• **Work task A**
Check each statement against the MedResearcher-R1 description below, answering yes or no and quoting the words of the text that settle it. (i) The framework is made up of three integrated components. (ii) The Knowledge Graph Construction module converts QA pairs into multi-turn reasoning trajectories. (iii) The Trajectory Generation Pipeline includes quality filtering.
• **Work task B**
Extend the MedResearcher-R1 description below, picking up after its last sentence.

• **Text for analysis**
---

MedResearcher-R1: Knowledge-Informed Trajectory Synthesis Approach

MedResearcher-R1 is a comprehensive training data generation and synthesis framework that tackles the challenge of domain-specific AI reasoning through knowledge-informed trajectory synthesis. Our framework provides an end-to-end solution for generating high-quality training data, consisting of three integrated components:

🧠 Knowledge Graph Construction: Our core innovation - an intelligent knowledge graph construction and QA synthesis system that transforms domain knowledge into high-quality question-answer pairs with automated reasoning path generation. This module serves as the foundation for creating domain-specific training data.

🔄 Trajectory Generation Pipeline: End-to-end trajectory synthesis and optimization system that converts QA pairs into multi-turn reasoning trajectories with tool interactions and quality filtering for model training.

---

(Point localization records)

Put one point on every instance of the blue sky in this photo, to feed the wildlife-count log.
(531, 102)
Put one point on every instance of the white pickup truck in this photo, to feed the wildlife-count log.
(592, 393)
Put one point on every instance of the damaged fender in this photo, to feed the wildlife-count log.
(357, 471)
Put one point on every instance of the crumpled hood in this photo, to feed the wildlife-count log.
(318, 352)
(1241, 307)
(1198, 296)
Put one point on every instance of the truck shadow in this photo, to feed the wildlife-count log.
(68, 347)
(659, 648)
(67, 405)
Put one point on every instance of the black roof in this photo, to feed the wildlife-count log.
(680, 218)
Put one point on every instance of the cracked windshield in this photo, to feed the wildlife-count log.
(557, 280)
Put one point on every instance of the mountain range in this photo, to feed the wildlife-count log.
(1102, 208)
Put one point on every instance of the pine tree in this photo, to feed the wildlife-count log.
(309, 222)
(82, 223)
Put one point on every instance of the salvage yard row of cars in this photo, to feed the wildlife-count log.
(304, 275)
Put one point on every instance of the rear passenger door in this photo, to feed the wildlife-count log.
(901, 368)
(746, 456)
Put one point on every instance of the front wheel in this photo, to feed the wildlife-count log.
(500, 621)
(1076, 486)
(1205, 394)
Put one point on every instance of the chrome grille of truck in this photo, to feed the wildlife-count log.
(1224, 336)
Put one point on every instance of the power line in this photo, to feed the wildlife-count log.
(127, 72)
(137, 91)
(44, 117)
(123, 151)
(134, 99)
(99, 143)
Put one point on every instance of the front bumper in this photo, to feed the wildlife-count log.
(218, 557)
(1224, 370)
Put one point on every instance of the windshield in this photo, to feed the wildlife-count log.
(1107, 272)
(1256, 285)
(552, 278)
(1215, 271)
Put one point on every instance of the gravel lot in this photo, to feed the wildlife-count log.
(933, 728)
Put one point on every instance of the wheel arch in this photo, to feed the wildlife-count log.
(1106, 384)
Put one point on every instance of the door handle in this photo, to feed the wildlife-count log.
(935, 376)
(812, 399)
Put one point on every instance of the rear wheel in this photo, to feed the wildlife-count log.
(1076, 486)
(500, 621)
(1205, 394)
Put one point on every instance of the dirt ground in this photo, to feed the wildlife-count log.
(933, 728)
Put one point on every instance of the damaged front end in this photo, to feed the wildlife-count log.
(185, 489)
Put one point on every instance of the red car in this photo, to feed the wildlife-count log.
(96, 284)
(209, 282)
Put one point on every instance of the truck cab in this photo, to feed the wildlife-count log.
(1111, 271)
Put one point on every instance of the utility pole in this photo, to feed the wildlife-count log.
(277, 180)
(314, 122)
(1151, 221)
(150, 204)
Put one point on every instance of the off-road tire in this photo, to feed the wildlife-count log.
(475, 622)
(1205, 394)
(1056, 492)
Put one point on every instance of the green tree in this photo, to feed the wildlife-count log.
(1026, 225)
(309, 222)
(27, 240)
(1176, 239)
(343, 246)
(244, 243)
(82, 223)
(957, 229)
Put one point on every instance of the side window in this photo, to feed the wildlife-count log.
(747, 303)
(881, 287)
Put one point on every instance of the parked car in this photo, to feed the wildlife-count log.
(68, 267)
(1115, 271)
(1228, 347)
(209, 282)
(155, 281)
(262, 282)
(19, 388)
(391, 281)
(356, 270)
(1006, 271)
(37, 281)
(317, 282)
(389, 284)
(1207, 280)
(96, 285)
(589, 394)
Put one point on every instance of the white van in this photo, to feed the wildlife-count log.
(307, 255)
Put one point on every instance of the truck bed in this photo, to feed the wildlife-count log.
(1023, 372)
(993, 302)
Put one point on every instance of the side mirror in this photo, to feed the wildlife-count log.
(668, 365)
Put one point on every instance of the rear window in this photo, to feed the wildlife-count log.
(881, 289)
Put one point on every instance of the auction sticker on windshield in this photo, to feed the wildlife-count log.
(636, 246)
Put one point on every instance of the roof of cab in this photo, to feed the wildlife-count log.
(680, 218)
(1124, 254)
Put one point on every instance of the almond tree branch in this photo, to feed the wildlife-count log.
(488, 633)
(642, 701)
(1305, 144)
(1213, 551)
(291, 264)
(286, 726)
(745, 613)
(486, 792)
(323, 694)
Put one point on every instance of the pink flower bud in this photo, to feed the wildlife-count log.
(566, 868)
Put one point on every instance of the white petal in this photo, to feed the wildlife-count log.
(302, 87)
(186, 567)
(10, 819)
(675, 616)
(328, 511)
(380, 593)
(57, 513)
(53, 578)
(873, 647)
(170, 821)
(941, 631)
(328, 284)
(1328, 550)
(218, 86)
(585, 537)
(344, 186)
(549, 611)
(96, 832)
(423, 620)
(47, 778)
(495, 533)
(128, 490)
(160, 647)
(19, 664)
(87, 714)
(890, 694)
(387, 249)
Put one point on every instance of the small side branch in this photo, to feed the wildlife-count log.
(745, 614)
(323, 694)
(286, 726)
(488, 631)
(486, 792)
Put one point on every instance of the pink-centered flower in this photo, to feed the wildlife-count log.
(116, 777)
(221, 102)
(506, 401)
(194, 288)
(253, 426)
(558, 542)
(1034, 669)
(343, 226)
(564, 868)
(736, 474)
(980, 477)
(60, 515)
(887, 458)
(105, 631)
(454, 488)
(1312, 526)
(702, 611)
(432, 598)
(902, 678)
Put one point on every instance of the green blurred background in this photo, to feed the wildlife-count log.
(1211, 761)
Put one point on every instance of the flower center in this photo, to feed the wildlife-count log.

---

• **Written answer A**
(i) Yes: "consisting of three integrated components"
(ii) No: "converts QA pairs into multi-turn reasoning trajectories" describes the Trajectory Generation Pipeline, while the Knowledge Graph Construction module "transforms domain knowledge into high-quality question-answer pairs with automated reasoning path generation"
(iii) Yes: "with tool interactions and quality filtering for model training"

• **Written answer B**
📊 Evaluation Pipeline: Comprehensive model evaluation and validation framework for assessing reasoning performance across multiple benchmarks and validating the quality of synthesized training data.

These three components form a complete training data production pipeline from knowledge extraction to model training data generation and evaluation, enabling the creation of specialized reasoning models for domain-specific applications.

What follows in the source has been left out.